**The records**
* * * *

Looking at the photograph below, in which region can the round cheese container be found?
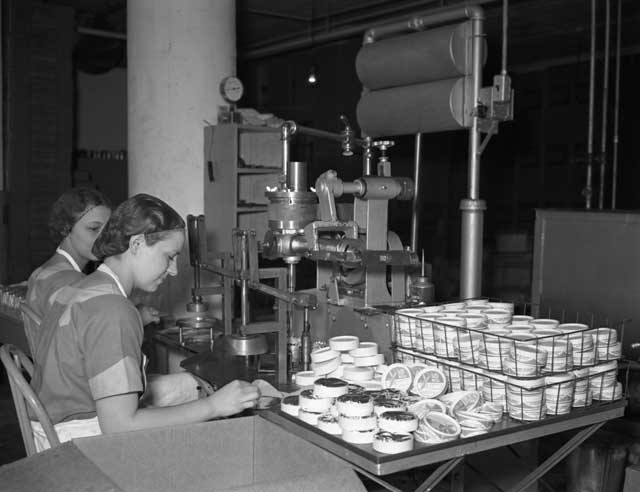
[420,412,461,441]
[313,378,349,398]
[338,415,377,430]
[557,323,589,333]
[373,396,407,417]
[342,366,375,383]
[349,342,378,358]
[381,363,413,392]
[373,431,413,454]
[311,347,340,363]
[529,318,560,331]
[293,371,320,388]
[378,411,418,434]
[411,367,447,398]
[336,393,373,417]
[311,356,340,376]
[329,335,360,352]
[407,398,447,419]
[280,395,300,417]
[299,389,333,413]
[318,413,342,436]
[353,354,384,367]
[298,408,322,425]
[342,429,378,444]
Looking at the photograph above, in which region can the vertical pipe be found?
[584,0,596,210]
[240,231,249,329]
[362,137,373,176]
[611,0,622,210]
[300,307,311,371]
[598,0,611,210]
[287,263,296,292]
[411,133,422,252]
[460,11,486,299]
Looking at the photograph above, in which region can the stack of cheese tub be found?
[395,299,622,420]
[290,354,510,454]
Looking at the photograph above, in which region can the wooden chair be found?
[0,344,60,456]
[20,301,42,357]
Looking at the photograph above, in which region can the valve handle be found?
[373,140,395,155]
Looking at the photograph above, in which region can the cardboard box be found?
[622,465,640,492]
[0,416,366,492]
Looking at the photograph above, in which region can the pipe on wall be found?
[611,0,622,210]
[598,0,611,210]
[238,0,495,61]
[583,0,596,210]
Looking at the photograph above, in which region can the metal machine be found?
[182,6,513,381]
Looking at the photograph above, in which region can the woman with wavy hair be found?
[32,194,260,448]
[26,187,111,318]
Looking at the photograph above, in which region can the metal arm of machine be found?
[316,169,414,221]
[362,5,484,44]
[280,115,371,190]
[200,263,318,309]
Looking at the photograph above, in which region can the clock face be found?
[220,77,244,102]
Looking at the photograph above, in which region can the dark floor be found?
[0,366,626,492]
[0,366,26,465]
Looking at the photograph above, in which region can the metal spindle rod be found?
[598,0,611,210]
[240,231,249,329]
[411,133,422,251]
[280,122,291,189]
[611,0,622,210]
[460,9,486,299]
[500,0,509,75]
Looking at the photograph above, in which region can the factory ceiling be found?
[38,0,640,72]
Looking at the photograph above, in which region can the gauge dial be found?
[220,76,244,103]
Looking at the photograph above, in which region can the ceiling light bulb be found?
[307,66,318,85]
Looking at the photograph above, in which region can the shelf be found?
[232,123,280,133]
[236,204,267,213]
[238,166,282,174]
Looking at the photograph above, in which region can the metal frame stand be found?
[345,422,606,492]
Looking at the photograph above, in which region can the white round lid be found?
[381,362,413,391]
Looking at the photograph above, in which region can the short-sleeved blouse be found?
[26,251,85,319]
[32,265,144,424]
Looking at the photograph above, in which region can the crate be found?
[393,299,628,378]
[393,298,628,421]
[395,349,623,421]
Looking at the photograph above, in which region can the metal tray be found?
[260,400,626,476]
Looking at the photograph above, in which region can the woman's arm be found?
[96,380,260,434]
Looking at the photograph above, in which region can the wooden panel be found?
[204,124,282,252]
[5,0,74,282]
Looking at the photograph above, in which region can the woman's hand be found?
[136,304,160,326]
[206,379,260,418]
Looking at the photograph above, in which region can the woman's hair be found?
[92,193,185,260]
[49,187,111,242]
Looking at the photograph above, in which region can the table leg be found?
[510,422,605,492]
[416,456,464,492]
[352,461,402,492]
[450,460,465,492]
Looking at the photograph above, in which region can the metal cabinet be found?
[531,210,640,356]
[204,123,282,251]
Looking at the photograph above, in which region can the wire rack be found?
[393,299,629,421]
[394,299,629,378]
[395,349,623,421]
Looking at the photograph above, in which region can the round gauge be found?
[220,76,244,103]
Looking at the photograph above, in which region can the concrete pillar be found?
[127,0,236,313]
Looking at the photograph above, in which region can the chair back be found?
[20,301,42,357]
[0,344,60,456]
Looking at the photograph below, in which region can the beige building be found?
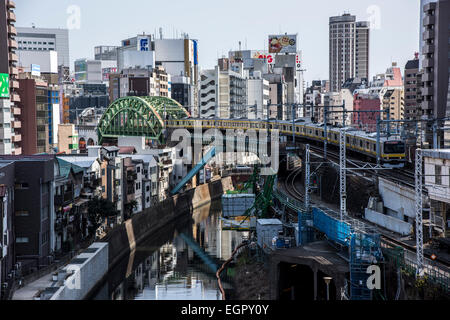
[382,89,405,120]
[58,124,78,154]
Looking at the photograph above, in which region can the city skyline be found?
[16,0,420,83]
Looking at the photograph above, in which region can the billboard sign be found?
[253,52,275,65]
[137,36,150,51]
[295,54,302,71]
[31,64,41,77]
[269,34,297,53]
[0,73,9,98]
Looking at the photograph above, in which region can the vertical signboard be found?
[137,36,150,51]
[31,64,41,77]
[0,73,9,98]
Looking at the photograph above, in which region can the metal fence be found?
[381,240,450,292]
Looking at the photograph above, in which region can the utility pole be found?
[305,144,311,212]
[339,129,347,220]
[323,106,328,161]
[415,149,423,277]
[292,104,296,144]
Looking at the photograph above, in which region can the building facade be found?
[17,27,70,67]
[0,0,22,155]
[421,0,450,147]
[329,14,370,92]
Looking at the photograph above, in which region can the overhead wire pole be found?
[339,129,347,220]
[305,144,311,212]
[415,149,424,277]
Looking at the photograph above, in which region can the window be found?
[16,211,30,217]
[434,165,442,185]
[16,182,30,190]
[16,237,29,243]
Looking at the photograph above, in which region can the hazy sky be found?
[15,0,419,82]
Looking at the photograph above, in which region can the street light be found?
[323,277,333,301]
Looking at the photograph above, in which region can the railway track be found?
[310,146,416,192]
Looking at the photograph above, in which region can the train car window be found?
[384,141,405,154]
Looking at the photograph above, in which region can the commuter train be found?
[166,118,406,168]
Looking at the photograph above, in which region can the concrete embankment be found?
[50,177,233,300]
[101,177,233,268]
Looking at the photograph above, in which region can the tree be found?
[88,198,119,234]
[125,200,138,219]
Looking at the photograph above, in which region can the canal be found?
[91,200,248,300]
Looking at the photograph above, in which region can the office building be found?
[329,14,370,92]
[0,0,22,155]
[421,0,450,147]
[403,53,422,128]
[245,72,270,119]
[17,27,70,67]
[381,89,405,120]
[0,161,16,300]
[18,79,49,155]
[94,46,118,61]
[200,66,247,119]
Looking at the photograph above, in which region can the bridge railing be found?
[273,188,306,212]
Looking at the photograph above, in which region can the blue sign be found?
[31,64,41,77]
[138,37,149,51]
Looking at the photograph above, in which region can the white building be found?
[17,50,58,74]
[247,72,270,119]
[422,149,450,236]
[200,64,247,119]
[16,27,70,67]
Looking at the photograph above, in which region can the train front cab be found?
[382,140,406,168]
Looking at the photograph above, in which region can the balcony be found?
[422,45,434,54]
[423,2,436,12]
[423,16,436,26]
[422,72,434,82]
[11,93,20,102]
[11,121,22,129]
[8,25,17,36]
[6,11,16,22]
[9,67,19,76]
[9,52,19,62]
[55,191,73,206]
[422,87,434,96]
[12,147,22,156]
[422,58,434,68]
[420,101,433,109]
[423,30,434,41]
[11,134,22,142]
[9,80,19,89]
[8,39,17,49]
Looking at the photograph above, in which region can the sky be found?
[15,0,419,83]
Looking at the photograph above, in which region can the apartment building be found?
[0,0,22,155]
[421,0,450,147]
[329,14,370,92]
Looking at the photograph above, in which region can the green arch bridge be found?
[97,97,190,144]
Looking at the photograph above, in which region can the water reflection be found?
[94,201,248,300]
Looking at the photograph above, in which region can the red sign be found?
[258,54,274,64]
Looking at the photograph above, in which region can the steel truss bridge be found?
[96,97,405,166]
[97,97,190,144]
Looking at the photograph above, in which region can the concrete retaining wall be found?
[365,209,413,236]
[102,177,233,268]
[50,242,108,300]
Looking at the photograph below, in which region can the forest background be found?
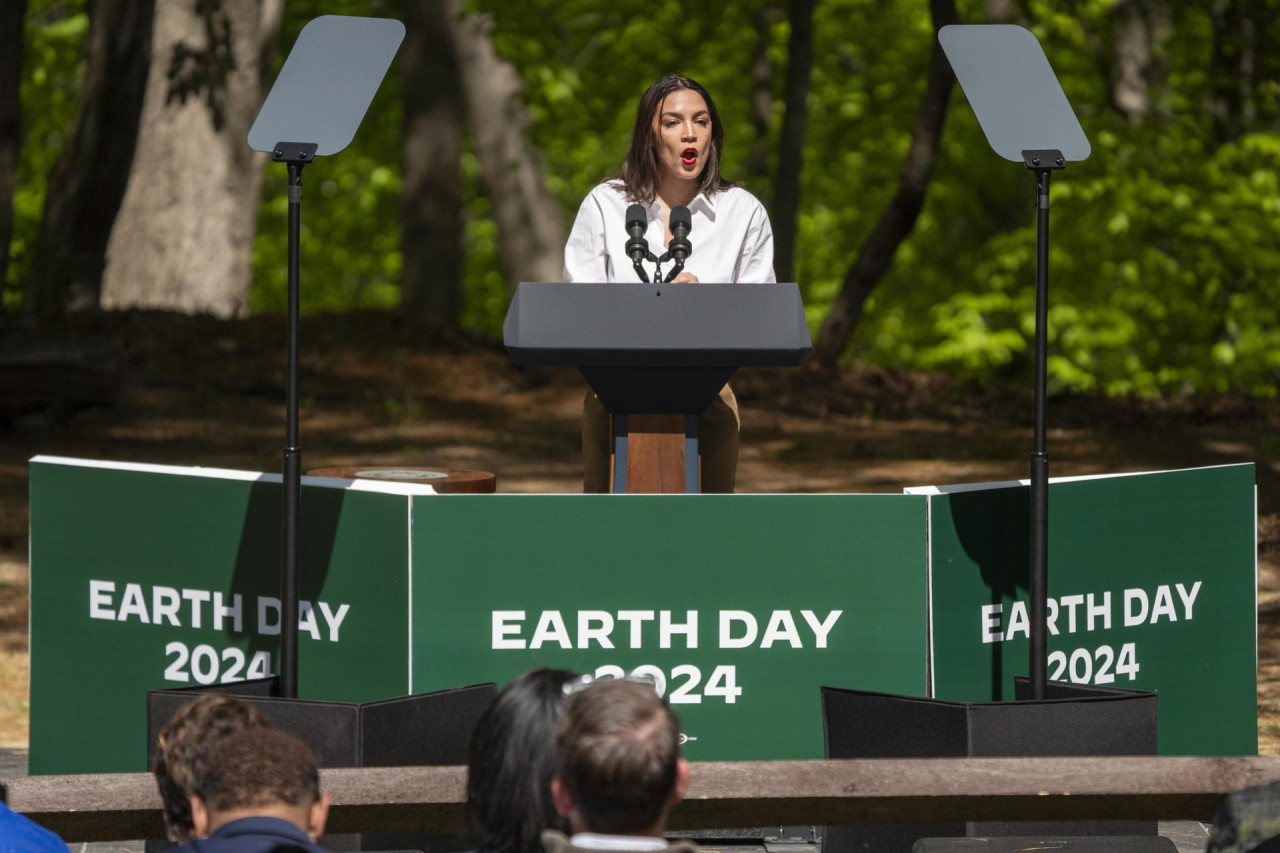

* * * *

**Exercise goal**
Recast the data above as a numbered list, starting from its first line and ending with the line that contains "[342,429,378,444]". Leave out blank lines and pictures.

**Solution to the problem**
1. Looking at the photograph below, in which region can the round cheese container be found?
2. [420,412,461,441]
3. [313,378,349,398]
4. [338,415,377,430]
5. [557,323,589,333]
6. [373,396,407,417]
7. [342,366,375,383]
8. [349,342,378,358]
9. [381,363,413,392]
10. [373,431,413,454]
11. [311,347,340,363]
12. [529,318,560,331]
13. [293,371,320,388]
14. [378,411,418,434]
15. [411,367,447,398]
16. [336,393,373,417]
17. [311,356,340,376]
18. [329,335,360,352]
19. [407,398,447,419]
20. [280,395,300,417]
21. [299,389,333,413]
22. [318,413,342,436]
23. [353,354,384,367]
24. [298,408,322,425]
25. [342,429,378,444]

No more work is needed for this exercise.